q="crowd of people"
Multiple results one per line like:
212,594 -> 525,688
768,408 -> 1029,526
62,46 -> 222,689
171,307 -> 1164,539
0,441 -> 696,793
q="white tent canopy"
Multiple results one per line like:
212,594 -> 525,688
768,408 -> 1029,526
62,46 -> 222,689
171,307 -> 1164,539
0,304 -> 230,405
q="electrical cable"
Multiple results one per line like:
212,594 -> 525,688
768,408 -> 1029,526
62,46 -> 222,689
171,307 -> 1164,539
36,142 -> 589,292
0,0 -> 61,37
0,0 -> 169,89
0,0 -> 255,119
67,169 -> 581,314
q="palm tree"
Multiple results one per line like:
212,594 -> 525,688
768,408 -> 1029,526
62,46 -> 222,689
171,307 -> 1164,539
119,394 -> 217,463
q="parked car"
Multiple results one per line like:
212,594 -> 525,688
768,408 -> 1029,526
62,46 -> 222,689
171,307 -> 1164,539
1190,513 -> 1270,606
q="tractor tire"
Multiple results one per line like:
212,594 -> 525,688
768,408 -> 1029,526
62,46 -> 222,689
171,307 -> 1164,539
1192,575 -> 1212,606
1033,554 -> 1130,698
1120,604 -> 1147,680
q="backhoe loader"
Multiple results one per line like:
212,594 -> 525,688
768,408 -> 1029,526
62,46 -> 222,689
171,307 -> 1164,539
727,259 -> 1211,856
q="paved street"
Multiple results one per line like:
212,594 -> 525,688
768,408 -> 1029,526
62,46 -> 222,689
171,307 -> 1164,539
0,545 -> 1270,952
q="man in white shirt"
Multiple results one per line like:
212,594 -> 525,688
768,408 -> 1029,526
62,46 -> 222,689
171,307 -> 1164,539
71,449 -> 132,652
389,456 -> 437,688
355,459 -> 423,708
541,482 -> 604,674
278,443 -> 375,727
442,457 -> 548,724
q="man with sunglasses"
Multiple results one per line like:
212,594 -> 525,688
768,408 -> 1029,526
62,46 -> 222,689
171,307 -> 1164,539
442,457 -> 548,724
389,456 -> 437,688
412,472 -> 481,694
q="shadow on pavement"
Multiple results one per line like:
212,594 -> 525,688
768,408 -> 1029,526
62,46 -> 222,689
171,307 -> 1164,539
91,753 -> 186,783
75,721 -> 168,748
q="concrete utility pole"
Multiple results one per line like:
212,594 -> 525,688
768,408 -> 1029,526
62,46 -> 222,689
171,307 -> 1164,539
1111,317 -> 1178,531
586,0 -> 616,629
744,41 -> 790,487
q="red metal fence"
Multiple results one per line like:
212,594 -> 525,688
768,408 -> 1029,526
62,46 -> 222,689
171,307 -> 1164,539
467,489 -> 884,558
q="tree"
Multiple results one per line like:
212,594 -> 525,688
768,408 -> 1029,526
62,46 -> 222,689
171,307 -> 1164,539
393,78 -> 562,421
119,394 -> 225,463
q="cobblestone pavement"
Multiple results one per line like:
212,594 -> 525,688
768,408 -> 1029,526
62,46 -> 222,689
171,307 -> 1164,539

==

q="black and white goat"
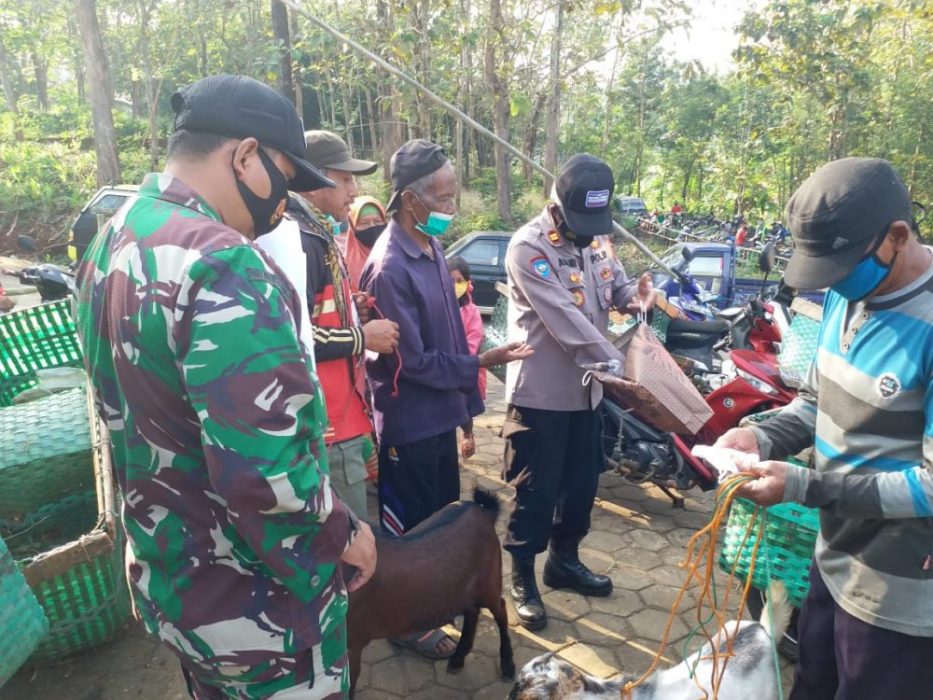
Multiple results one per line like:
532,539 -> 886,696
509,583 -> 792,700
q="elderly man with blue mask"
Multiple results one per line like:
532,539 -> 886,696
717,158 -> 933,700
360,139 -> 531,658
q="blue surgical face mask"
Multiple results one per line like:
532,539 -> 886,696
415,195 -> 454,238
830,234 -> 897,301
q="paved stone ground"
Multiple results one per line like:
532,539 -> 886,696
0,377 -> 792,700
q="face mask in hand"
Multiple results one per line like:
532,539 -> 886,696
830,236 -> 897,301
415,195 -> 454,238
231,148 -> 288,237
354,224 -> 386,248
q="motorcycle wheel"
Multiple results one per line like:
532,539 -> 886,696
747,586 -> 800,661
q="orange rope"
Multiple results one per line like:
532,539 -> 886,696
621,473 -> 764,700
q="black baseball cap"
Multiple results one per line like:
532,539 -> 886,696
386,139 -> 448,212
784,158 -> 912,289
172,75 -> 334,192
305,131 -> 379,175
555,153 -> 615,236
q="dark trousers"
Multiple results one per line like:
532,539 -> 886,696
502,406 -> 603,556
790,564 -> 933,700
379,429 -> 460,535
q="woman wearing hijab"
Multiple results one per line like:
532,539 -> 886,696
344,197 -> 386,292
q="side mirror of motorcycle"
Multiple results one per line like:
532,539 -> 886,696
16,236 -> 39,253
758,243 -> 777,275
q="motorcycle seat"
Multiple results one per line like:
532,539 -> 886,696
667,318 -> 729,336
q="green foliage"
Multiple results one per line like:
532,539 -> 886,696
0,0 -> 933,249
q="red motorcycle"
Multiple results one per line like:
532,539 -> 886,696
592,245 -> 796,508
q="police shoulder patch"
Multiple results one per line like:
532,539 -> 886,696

[Description of the task]: Repeat the entries word for word, starting at the line that contains "man with blue" and ending at the line that contains "621,473 -> 764,700", both lines included.

[Response to the exercise]:
q="elderly man with blue mask"
Multiple results one per line like:
532,539 -> 886,696
717,158 -> 933,700
360,139 -> 531,658
q="blue surgical face mask"
Multiple results one per line like:
532,539 -> 886,696
415,195 -> 454,238
830,234 -> 897,301
q="paved stone ground"
Multiple results one per line like:
532,539 -> 886,696
0,377 -> 792,700
q="face mask in hand"
Multiple results one per line like:
532,539 -> 886,696
830,236 -> 897,301
415,195 -> 454,238
231,148 -> 288,237
354,224 -> 386,248
q="motorcycle wheel"
Multiple results one per line like:
532,539 -> 886,696
747,586 -> 800,661
q="orange rope"
Multiple results one per line like:
532,539 -> 886,696
621,473 -> 764,700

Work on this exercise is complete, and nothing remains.